WHAT YOU NEED TO DO. Repeat exactly the lines of the listing below, please, starting with the first and ending with the line containing "524L256 529L268 536L272"; leave out the rest.

********************

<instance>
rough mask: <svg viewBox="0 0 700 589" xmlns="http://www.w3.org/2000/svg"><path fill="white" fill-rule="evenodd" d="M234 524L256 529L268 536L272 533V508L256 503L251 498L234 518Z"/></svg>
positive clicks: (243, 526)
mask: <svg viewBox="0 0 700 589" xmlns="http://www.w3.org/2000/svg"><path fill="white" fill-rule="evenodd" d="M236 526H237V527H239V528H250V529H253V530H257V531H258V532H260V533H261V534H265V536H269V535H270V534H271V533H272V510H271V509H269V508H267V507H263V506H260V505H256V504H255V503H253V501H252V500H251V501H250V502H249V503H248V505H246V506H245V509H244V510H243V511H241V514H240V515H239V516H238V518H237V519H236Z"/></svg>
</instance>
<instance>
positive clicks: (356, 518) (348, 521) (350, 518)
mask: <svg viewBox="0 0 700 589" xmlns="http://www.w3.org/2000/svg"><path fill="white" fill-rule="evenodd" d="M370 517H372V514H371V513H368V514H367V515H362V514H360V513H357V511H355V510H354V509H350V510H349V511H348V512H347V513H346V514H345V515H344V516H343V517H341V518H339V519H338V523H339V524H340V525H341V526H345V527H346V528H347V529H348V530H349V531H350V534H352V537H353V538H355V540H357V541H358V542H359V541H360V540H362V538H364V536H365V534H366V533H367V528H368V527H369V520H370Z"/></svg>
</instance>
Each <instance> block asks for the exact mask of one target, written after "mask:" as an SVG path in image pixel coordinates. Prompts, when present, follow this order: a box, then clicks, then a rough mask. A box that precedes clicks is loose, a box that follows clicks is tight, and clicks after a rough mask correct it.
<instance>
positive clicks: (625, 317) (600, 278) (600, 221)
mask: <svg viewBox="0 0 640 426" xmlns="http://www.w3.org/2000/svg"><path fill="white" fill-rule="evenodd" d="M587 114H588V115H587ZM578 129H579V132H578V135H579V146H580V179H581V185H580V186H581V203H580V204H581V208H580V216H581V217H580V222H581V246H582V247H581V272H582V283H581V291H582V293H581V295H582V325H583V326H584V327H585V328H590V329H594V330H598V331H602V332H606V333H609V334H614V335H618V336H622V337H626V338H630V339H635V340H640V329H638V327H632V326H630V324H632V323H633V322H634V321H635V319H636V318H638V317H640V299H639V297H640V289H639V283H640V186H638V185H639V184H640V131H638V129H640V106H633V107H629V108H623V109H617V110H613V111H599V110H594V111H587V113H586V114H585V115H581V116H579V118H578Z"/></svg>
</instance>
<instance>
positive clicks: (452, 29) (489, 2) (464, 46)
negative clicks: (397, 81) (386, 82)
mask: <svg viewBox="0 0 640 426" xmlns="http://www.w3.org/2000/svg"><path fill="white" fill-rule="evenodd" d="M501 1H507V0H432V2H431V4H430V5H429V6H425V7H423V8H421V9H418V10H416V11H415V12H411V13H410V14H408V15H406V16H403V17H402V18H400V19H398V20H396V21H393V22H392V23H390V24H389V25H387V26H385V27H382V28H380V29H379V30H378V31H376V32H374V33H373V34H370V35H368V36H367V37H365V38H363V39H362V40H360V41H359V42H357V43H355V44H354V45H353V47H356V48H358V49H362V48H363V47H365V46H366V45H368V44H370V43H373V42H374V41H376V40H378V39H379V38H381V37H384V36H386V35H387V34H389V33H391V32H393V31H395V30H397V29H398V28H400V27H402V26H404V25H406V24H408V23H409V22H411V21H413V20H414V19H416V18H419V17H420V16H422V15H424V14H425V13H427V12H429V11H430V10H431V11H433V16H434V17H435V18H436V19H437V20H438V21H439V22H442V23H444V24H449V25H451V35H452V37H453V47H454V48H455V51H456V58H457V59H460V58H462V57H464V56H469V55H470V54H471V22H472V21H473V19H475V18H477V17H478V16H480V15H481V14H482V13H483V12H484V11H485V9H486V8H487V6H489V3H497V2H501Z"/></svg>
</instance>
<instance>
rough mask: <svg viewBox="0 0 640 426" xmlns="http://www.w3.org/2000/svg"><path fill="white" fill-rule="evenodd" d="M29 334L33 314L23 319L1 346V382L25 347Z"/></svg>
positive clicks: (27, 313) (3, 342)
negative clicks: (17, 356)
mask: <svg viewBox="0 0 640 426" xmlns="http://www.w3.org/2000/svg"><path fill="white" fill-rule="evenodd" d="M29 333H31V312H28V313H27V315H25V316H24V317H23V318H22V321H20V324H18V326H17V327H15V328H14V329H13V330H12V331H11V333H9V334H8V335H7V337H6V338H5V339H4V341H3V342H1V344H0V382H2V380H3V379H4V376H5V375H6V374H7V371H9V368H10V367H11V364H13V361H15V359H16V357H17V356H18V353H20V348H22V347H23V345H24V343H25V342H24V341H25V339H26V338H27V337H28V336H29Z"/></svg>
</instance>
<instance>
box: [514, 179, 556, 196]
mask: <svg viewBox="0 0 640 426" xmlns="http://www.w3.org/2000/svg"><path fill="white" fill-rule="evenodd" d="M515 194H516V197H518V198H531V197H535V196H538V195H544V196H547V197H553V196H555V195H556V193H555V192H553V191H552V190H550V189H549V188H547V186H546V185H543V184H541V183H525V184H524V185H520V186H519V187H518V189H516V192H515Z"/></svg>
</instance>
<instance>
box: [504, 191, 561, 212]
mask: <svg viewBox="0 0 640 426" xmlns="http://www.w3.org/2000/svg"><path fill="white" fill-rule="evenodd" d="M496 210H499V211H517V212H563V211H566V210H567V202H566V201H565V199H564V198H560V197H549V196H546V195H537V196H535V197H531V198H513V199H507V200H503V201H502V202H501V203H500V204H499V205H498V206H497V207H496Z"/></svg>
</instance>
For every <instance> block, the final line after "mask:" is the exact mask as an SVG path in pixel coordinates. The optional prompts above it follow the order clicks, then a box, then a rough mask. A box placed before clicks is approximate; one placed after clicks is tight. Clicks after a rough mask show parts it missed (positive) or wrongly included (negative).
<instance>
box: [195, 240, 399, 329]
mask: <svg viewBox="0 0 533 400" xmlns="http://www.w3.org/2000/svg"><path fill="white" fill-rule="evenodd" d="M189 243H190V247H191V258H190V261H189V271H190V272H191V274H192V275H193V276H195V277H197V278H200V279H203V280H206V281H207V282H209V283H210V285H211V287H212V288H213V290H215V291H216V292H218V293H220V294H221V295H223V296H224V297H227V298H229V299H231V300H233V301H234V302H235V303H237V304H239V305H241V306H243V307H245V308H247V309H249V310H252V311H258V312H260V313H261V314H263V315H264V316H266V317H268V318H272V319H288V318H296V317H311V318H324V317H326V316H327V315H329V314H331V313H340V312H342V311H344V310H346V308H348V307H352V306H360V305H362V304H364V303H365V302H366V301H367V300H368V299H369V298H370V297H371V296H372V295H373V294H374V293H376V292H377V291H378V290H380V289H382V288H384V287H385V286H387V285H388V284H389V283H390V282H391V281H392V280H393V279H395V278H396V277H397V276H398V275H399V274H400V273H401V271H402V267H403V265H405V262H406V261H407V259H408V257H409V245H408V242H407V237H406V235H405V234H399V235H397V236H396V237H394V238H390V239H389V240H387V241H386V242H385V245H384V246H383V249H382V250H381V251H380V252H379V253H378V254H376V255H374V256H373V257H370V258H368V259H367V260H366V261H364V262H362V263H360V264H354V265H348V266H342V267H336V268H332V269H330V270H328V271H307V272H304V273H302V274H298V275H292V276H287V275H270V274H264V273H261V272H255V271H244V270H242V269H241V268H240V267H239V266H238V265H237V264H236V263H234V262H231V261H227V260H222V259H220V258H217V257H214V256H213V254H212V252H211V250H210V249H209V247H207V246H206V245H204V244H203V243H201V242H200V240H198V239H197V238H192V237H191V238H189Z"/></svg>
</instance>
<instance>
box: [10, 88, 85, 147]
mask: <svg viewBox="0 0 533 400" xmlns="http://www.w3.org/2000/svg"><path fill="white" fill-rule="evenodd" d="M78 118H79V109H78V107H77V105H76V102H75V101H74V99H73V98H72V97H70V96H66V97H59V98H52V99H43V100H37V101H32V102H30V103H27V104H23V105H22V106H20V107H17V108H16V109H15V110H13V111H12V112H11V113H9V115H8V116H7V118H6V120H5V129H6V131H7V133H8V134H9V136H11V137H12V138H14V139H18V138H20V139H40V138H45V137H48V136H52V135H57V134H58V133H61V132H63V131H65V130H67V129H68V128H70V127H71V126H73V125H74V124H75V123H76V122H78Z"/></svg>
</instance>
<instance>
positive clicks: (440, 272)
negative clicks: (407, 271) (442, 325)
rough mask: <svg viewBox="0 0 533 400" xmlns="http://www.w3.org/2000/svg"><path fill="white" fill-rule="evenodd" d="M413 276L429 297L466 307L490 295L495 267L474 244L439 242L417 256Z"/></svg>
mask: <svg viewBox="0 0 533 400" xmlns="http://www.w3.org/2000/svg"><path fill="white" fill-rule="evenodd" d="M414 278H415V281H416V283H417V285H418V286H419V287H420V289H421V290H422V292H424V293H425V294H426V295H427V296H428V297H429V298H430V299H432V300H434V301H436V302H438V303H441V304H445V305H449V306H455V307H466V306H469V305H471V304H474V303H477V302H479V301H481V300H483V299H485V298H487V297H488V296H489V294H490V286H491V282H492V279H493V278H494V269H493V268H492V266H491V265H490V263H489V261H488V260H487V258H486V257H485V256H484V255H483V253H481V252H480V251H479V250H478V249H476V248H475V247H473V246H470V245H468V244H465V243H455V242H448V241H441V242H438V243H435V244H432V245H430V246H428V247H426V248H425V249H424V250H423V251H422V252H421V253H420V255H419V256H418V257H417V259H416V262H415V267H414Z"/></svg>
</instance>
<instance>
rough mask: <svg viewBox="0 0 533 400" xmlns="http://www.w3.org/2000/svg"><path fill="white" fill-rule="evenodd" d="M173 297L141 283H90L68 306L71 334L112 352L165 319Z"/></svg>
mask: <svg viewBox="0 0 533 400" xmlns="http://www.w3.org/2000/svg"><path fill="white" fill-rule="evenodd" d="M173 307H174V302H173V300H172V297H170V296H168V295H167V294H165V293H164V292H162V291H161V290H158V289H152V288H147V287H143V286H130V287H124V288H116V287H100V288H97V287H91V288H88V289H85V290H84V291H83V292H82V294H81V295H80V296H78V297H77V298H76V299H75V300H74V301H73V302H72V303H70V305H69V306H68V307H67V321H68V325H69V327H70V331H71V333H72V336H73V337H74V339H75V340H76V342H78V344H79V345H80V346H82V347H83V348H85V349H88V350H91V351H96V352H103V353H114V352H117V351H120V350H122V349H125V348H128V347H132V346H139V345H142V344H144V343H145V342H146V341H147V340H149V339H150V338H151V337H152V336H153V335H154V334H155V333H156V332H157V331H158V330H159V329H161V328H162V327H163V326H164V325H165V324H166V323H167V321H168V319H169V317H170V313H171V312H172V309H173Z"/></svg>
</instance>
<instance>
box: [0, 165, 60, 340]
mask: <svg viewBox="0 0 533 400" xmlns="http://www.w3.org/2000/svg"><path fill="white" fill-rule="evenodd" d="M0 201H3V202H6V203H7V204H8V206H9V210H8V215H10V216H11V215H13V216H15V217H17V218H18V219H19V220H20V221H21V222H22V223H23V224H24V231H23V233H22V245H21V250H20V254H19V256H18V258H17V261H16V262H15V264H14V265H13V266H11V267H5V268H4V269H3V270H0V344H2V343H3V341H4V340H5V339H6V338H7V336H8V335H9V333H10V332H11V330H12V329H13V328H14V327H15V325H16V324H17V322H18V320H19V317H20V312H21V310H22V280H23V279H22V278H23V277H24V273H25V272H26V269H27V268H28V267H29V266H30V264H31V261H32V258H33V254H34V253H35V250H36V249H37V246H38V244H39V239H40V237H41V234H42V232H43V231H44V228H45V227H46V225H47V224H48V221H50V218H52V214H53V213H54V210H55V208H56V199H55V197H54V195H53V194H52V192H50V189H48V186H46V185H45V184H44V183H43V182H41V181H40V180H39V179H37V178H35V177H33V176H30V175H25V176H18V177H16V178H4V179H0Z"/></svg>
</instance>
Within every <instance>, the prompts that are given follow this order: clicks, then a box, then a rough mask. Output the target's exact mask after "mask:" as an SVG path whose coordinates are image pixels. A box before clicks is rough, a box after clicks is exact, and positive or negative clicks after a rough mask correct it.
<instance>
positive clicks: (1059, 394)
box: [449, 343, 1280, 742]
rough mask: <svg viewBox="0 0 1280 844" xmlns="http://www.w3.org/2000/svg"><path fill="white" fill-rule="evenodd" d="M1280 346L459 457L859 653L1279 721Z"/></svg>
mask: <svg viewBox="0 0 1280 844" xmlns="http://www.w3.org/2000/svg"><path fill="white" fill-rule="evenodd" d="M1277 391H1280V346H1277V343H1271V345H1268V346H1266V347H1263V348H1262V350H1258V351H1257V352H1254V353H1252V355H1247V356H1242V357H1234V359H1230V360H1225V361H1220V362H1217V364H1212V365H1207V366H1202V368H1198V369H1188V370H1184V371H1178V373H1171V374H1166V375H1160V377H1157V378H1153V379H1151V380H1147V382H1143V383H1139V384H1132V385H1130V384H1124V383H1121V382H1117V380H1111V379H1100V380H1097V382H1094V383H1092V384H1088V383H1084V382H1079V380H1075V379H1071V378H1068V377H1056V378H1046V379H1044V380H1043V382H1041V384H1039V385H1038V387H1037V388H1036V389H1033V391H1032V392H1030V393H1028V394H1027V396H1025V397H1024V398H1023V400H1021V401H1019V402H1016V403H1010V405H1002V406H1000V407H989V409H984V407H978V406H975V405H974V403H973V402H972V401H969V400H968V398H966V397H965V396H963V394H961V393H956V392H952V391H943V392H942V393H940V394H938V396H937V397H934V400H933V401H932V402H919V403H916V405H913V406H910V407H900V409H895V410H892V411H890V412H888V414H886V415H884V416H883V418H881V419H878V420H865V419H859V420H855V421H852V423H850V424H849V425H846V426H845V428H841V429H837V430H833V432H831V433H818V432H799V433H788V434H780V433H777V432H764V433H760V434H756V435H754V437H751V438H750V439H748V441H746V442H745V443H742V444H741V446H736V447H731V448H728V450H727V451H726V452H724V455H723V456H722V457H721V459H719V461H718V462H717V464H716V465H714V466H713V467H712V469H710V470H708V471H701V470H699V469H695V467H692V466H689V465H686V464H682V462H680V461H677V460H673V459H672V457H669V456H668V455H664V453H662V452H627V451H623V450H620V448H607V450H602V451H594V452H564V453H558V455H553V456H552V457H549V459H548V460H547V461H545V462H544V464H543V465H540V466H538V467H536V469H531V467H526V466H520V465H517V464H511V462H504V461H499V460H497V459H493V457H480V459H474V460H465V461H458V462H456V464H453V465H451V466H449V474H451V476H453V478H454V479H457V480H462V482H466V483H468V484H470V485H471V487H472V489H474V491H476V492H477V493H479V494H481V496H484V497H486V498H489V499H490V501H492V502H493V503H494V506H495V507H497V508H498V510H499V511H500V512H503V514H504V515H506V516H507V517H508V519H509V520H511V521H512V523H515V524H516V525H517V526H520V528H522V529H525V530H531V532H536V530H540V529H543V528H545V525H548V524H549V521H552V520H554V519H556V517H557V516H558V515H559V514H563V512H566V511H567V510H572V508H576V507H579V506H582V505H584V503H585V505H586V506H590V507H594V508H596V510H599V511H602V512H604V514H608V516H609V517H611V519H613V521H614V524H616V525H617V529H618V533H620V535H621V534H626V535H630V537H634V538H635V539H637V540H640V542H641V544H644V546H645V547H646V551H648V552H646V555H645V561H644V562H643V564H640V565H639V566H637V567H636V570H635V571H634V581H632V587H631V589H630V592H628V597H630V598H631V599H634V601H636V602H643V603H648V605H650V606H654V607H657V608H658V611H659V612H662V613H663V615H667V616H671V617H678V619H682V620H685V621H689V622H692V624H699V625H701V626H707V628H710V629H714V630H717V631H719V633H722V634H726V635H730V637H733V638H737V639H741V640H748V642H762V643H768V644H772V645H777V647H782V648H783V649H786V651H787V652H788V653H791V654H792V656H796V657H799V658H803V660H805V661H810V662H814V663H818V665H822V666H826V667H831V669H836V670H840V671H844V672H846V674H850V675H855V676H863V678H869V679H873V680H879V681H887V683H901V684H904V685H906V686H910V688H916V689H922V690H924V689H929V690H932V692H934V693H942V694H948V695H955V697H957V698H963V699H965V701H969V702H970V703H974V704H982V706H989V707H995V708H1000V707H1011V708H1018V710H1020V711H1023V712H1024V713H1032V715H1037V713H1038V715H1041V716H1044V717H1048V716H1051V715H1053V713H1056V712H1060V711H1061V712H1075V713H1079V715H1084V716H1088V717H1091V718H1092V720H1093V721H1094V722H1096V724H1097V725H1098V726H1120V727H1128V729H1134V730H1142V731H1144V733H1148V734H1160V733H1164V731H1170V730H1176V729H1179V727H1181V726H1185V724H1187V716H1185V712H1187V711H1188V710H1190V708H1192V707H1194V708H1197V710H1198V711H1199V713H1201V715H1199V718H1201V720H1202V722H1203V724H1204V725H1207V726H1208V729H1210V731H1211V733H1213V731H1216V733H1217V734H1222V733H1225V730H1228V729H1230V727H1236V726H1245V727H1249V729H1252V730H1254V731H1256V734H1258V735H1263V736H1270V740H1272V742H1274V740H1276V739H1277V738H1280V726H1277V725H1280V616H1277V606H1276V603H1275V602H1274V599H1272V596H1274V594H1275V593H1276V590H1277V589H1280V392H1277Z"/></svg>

********************

OUTPUT FOR THIS TASK.
<instance>
rough mask: <svg viewBox="0 0 700 589" xmlns="http://www.w3.org/2000/svg"><path fill="white" fill-rule="evenodd" d="M234 524L256 529L268 536L272 533V508L256 503L251 498L234 518Z"/></svg>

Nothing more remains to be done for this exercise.